Please arrange the lines of the listing below as a numbered list with blank lines left out, starting at the line that contains "Does the image above contain any ceiling fan light" and ending at the line that contains "[177,215,193,274]". Leave the pictures out of the answer.

Entries on locating named things
****************************************
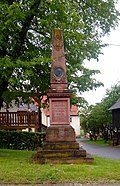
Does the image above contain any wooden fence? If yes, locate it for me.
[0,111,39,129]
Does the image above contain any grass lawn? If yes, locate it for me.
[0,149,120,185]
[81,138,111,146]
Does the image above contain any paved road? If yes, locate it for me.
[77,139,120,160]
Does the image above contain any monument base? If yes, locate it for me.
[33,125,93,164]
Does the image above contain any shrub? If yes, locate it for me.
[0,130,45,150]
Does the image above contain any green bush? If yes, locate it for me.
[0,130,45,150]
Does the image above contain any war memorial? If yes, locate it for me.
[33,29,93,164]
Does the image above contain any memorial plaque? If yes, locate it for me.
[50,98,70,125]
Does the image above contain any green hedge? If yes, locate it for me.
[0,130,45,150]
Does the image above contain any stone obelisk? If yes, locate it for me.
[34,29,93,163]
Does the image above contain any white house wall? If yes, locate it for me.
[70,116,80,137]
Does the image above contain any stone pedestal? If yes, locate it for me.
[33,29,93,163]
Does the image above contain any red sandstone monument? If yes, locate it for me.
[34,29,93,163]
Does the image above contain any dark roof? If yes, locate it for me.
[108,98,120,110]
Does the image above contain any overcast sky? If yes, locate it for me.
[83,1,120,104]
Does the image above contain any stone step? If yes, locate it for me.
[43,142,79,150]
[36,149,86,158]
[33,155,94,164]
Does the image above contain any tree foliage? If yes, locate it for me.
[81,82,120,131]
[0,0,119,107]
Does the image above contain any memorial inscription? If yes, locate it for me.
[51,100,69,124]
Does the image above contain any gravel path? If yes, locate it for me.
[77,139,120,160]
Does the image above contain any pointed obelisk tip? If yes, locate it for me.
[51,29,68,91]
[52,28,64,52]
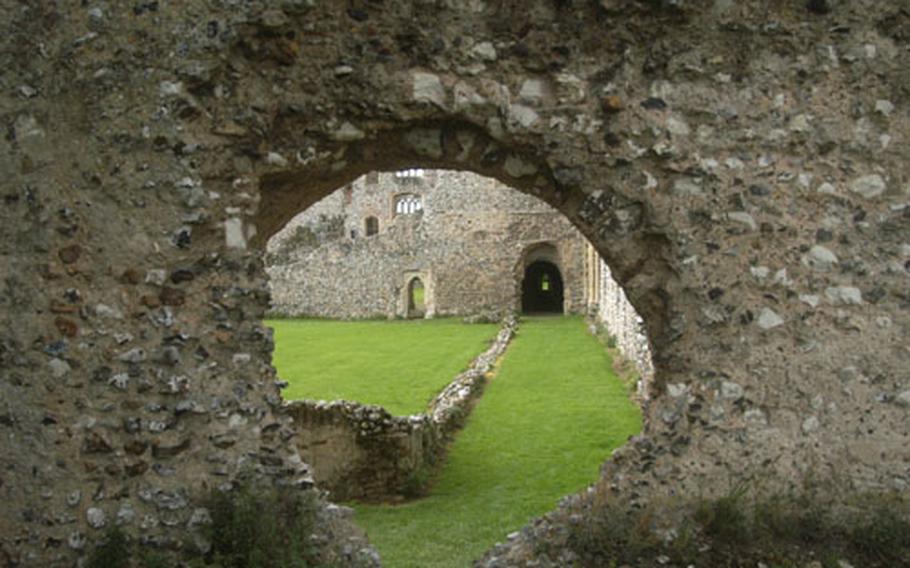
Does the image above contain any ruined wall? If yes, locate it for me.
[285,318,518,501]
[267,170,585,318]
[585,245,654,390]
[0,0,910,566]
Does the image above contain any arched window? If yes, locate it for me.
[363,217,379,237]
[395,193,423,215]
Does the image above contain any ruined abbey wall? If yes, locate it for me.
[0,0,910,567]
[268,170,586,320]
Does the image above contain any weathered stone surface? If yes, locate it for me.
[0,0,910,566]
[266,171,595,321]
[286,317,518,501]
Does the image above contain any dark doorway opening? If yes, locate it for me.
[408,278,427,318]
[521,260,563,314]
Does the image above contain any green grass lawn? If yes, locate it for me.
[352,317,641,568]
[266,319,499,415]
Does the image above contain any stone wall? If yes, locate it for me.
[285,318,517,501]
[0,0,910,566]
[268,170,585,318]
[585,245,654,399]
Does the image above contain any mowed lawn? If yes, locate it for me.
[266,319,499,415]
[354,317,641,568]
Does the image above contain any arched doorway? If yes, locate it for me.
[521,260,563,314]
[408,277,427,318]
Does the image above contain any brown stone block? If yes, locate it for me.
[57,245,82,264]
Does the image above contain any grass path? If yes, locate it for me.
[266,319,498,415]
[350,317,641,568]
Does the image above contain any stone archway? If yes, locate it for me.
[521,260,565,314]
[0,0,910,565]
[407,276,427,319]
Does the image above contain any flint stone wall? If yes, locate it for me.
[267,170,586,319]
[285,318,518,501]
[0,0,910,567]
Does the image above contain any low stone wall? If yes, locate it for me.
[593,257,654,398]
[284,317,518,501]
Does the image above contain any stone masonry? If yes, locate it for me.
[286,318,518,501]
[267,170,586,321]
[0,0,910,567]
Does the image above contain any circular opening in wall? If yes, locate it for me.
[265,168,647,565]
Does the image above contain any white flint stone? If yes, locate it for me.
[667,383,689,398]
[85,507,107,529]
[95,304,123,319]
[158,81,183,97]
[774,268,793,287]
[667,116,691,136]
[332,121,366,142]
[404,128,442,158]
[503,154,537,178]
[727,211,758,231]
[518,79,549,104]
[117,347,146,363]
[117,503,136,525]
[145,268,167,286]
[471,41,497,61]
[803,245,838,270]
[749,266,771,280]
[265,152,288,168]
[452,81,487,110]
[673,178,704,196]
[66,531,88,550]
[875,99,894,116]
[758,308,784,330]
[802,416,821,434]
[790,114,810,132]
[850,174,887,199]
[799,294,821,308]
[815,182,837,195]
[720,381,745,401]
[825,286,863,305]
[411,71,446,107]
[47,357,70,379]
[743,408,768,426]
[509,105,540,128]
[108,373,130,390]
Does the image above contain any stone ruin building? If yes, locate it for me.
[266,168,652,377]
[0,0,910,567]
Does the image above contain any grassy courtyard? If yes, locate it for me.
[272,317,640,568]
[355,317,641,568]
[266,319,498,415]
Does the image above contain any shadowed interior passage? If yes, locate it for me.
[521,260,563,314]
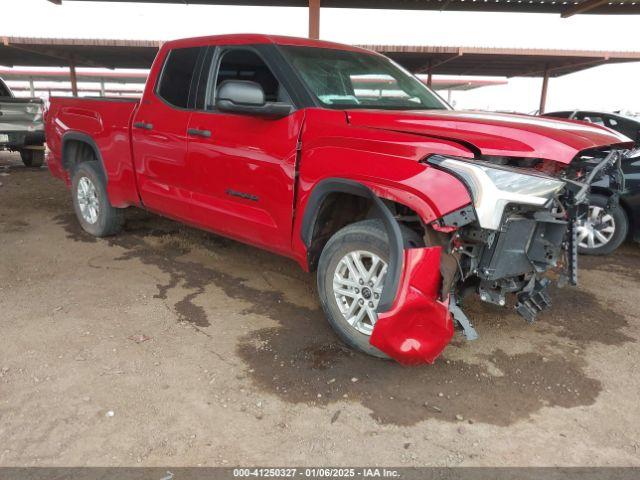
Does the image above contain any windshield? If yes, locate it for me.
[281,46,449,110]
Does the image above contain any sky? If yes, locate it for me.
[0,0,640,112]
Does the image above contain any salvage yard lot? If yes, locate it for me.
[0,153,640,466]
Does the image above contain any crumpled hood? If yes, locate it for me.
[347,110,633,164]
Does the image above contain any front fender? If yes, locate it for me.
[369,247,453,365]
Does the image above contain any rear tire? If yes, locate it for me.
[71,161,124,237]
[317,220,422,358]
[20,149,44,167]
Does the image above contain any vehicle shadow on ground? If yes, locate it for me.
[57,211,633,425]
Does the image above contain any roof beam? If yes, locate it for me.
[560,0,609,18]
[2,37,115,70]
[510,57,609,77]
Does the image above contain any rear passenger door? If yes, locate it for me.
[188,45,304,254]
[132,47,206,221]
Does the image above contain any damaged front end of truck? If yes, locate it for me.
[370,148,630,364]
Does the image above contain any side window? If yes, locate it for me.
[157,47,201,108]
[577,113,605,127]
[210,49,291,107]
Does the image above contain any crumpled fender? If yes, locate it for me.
****************************************
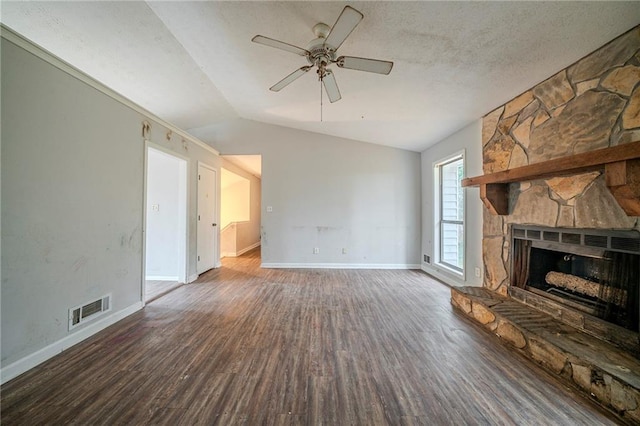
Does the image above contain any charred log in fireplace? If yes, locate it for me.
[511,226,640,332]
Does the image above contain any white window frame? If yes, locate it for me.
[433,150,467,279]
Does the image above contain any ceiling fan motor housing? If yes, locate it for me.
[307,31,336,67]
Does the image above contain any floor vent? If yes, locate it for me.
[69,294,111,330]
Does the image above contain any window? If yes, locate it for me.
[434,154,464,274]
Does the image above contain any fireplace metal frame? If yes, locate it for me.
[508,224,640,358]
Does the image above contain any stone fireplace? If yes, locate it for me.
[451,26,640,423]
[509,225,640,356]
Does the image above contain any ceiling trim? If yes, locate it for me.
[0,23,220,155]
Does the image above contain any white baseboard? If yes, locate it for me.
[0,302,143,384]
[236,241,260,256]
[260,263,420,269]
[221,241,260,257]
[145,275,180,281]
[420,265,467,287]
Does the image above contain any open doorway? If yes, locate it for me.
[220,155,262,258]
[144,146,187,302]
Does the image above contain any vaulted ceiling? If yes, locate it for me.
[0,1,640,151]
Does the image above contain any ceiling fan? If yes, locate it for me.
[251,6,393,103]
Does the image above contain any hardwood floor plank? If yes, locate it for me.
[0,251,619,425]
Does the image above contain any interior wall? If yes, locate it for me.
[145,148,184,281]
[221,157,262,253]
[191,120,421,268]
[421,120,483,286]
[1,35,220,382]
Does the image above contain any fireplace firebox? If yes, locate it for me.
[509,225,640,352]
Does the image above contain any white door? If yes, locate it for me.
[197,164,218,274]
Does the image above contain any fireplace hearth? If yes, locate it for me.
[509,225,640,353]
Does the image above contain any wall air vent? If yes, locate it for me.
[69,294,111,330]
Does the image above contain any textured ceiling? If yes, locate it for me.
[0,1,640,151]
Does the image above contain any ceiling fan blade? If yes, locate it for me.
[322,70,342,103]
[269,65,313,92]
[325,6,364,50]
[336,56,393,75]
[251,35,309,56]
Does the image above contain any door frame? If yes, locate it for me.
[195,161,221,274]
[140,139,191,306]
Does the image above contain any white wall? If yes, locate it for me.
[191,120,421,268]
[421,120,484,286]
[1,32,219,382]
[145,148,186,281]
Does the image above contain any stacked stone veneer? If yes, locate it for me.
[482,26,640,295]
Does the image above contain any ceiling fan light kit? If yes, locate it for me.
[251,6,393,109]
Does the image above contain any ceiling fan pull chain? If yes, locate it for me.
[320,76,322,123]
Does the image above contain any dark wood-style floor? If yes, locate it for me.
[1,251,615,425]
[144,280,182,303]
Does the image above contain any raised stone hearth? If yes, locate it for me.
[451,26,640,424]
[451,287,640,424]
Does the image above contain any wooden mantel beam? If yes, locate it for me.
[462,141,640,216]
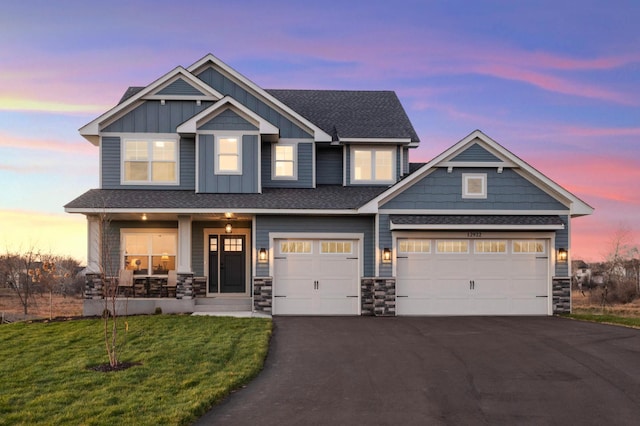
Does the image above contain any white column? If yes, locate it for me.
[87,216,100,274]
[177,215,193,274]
****************************************
▶ **Exercise output**:
1. Does the image above contain any ceiling fan light kit? If yes, locate it for me.
2. [251,6,393,109]
3. Does the image above contain any ceiling fan pull chain? If yes, locate it for me.
4. [320,76,322,123]
5. Does the image above contain any dark wood-style floor? If yes, locate it for me.
6. [1,251,615,425]
7. [144,280,182,303]
8. Does the image above contain any raised stone hearth? If yes, locate it for me.
9. [451,26,640,424]
10. [451,287,640,424]
11. Does the image above contain any wooden mantel beam? If yes, locate it for me.
12. [462,141,640,216]
13. Does the image above contain any white column? If yes, locate it for me.
14. [87,216,100,274]
15. [177,215,193,274]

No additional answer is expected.